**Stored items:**
************

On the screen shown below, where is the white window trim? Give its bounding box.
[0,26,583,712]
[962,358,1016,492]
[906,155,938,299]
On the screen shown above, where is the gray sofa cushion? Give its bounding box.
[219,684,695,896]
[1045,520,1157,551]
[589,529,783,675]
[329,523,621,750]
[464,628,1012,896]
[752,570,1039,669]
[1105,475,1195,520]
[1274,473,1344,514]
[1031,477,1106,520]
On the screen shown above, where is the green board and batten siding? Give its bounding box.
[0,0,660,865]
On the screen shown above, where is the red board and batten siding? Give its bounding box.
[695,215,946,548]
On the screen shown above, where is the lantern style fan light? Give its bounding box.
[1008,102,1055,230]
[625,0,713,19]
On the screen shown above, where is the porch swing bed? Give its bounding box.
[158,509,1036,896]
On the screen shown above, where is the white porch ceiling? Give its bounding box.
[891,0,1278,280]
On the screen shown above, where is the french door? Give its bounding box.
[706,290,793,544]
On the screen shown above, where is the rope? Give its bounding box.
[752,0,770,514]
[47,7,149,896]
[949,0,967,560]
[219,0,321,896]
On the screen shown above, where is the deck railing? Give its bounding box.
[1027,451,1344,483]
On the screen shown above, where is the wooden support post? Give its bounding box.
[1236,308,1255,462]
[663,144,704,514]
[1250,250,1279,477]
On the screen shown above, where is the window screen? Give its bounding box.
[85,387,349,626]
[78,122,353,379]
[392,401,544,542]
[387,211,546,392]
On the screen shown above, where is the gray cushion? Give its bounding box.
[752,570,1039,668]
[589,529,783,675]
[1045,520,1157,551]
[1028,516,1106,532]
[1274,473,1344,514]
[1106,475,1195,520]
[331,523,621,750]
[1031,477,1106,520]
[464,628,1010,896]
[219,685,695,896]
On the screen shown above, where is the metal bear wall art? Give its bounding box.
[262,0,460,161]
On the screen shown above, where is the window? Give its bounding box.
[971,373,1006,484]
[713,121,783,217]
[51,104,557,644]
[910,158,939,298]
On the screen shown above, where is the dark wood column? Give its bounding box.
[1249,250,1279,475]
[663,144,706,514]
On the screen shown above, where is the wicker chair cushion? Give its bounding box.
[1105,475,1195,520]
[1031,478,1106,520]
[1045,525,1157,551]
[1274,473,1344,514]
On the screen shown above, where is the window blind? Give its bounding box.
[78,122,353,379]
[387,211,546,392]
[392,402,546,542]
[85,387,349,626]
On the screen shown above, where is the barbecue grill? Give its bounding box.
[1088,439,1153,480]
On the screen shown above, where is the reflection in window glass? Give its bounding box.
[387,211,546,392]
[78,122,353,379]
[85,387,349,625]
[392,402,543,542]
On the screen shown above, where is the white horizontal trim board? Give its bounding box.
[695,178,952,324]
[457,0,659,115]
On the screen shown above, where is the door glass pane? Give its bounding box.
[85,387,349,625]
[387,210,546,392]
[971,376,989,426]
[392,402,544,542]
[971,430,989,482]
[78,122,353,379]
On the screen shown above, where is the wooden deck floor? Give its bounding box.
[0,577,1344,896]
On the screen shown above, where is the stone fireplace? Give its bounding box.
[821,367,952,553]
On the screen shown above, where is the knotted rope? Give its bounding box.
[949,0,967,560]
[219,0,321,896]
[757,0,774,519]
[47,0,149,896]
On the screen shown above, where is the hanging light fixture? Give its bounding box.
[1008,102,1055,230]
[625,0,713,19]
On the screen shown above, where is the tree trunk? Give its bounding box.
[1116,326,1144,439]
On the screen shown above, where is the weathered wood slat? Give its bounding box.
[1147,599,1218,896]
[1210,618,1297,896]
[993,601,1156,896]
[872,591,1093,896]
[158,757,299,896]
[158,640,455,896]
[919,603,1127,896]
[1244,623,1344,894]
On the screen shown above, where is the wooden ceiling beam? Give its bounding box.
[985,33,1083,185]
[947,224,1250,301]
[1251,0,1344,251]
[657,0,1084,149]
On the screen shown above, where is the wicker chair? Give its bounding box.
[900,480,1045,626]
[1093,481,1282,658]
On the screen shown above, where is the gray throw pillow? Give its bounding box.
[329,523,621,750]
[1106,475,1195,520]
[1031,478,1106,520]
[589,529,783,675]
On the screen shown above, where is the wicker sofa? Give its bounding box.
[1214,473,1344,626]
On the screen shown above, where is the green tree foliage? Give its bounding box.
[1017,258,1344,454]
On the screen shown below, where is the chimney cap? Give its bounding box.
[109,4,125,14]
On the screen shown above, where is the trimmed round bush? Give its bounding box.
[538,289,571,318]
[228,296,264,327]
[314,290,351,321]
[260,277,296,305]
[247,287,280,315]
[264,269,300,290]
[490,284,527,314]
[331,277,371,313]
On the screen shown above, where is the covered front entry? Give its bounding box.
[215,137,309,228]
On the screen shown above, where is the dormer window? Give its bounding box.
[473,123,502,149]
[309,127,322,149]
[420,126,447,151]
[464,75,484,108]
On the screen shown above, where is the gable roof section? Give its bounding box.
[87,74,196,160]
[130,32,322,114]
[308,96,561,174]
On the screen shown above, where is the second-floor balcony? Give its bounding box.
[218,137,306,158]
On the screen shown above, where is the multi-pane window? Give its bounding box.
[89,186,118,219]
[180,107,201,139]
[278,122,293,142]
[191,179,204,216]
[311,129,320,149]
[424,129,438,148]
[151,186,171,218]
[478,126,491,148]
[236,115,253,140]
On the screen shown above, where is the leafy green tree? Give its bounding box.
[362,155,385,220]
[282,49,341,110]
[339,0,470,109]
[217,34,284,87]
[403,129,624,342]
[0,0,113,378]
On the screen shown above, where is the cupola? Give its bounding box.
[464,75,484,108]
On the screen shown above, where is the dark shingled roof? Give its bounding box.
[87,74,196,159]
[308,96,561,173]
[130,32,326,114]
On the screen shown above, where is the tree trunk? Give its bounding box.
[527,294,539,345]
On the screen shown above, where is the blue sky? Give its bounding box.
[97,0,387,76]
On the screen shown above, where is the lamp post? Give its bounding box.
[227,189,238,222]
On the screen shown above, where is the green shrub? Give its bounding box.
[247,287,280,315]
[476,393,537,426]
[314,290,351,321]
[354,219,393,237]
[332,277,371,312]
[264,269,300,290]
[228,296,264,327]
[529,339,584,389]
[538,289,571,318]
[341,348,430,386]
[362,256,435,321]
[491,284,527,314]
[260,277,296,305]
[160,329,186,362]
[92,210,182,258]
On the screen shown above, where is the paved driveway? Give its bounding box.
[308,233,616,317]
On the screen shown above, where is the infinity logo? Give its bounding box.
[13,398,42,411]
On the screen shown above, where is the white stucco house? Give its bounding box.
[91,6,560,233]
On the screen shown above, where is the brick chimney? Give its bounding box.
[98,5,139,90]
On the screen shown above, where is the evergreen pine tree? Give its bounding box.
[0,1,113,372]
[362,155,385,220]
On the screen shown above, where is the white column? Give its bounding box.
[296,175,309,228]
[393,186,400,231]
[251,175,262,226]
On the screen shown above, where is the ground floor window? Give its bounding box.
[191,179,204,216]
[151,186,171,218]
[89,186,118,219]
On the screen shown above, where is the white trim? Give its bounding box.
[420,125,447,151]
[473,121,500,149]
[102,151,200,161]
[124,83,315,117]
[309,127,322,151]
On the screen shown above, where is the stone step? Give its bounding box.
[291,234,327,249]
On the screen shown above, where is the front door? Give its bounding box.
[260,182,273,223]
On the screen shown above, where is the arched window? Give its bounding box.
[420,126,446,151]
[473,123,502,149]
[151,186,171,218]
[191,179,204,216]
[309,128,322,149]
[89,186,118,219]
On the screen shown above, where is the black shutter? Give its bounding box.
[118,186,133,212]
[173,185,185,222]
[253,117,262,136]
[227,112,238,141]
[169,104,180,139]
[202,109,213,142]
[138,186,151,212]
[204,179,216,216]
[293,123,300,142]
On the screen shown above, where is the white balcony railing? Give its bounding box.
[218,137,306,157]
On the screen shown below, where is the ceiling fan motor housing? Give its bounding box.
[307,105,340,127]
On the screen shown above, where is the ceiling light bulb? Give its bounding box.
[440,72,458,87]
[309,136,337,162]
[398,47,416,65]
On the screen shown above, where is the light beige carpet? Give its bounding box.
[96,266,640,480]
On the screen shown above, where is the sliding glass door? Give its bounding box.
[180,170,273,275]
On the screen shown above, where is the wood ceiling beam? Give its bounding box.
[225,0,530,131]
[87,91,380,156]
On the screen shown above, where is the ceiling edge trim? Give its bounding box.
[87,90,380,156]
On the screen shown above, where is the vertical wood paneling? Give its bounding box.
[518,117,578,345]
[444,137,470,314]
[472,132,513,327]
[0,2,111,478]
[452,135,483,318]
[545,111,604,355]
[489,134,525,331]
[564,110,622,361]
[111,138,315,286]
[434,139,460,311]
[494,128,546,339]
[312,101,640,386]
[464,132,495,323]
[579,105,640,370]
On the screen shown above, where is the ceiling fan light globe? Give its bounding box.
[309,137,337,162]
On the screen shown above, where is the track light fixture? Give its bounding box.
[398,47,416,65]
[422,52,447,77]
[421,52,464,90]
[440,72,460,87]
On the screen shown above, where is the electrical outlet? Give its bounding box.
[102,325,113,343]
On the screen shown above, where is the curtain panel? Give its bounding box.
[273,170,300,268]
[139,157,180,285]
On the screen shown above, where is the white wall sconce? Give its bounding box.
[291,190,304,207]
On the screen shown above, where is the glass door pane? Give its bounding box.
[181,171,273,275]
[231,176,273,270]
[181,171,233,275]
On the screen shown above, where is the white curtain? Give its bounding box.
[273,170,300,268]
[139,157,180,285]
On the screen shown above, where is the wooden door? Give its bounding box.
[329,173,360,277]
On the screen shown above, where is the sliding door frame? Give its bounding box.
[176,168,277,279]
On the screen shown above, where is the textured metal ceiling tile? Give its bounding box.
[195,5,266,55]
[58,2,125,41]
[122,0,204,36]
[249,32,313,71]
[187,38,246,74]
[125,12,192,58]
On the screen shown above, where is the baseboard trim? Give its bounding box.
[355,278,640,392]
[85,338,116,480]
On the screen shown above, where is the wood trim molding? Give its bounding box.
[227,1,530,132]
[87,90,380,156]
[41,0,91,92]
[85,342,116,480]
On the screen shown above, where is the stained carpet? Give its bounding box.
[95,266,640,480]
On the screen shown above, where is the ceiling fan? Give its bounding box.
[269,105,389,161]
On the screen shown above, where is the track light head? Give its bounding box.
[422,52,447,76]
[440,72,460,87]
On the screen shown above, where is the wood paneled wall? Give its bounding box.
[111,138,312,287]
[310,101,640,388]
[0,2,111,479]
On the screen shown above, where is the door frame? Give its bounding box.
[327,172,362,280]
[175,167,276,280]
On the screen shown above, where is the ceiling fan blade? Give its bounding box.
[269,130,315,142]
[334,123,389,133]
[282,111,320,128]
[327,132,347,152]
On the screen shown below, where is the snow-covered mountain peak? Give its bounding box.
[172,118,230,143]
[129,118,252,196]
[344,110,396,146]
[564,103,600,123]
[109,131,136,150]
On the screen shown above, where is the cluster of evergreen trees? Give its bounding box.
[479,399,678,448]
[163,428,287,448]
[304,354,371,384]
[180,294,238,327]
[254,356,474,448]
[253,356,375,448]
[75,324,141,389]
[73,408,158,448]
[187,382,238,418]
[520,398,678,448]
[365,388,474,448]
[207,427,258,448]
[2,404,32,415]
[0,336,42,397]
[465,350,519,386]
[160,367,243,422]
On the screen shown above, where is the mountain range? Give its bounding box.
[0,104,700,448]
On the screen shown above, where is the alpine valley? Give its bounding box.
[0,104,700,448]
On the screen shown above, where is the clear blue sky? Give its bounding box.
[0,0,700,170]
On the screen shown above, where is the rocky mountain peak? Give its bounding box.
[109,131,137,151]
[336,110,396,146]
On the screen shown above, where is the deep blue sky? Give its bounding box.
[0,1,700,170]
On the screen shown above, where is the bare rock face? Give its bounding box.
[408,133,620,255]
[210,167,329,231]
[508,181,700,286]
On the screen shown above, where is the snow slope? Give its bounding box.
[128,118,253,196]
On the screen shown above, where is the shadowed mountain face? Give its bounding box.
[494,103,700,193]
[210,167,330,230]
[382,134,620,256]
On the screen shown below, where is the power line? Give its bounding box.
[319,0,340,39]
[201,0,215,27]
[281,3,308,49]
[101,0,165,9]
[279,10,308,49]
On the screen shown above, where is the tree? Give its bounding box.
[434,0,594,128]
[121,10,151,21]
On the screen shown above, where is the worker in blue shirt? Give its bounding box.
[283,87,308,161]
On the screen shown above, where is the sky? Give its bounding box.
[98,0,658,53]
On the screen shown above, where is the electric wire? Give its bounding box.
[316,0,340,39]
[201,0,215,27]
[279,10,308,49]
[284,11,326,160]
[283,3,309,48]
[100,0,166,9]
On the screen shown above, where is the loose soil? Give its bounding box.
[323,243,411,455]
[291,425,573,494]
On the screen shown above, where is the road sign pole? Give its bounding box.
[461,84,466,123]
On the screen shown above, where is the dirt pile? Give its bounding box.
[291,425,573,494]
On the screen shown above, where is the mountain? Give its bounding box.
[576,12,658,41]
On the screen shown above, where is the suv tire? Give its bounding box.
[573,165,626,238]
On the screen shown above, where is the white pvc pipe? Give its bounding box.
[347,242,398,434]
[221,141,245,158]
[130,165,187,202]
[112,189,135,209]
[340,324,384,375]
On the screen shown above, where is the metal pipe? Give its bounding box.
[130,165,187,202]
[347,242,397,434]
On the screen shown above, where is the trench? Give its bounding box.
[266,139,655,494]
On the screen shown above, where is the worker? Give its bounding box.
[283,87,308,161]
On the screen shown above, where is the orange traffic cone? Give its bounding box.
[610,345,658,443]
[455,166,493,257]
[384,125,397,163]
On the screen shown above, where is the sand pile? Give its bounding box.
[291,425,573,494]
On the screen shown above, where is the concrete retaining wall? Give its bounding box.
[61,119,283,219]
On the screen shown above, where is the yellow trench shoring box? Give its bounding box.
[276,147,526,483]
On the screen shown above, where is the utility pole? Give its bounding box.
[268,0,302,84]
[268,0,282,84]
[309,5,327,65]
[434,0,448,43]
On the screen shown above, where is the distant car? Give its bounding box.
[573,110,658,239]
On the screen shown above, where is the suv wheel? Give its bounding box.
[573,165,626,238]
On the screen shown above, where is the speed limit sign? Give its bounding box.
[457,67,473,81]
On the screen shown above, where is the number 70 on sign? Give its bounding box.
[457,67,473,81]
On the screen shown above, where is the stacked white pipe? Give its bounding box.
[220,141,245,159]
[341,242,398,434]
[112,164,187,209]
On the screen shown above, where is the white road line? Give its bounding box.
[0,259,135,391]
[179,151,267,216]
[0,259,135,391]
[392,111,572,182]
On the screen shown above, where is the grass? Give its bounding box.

************

**WHAT TO PRODUCE:** Please rewrite everything from the start of the records down through the line containing "[906,155,938,299]", putting "door frame" in place of "window trim" and changing nothing else.

**SOLUTION:**
On the screen shown below, where is the white door frame? Give its bounding box.
[0,26,583,712]
[962,358,1016,492]
[906,155,938,299]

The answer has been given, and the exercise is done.